WHAT IS EXPECTED: Write out the records again, exactly. Nothing may be dropped.

/---

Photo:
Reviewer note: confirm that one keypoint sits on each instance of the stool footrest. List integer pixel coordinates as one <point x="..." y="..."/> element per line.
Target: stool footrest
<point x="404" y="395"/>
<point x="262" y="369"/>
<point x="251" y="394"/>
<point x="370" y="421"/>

\---

WRITTEN SOLUTION:
Photo:
Reviewer note: confirm that one keypoint sits on each instance of the stool footrest. List integer pixel coordinates as one <point x="..." y="..."/> element per line.
Target: stool footrest
<point x="404" y="395"/>
<point x="262" y="369"/>
<point x="251" y="394"/>
<point x="370" y="421"/>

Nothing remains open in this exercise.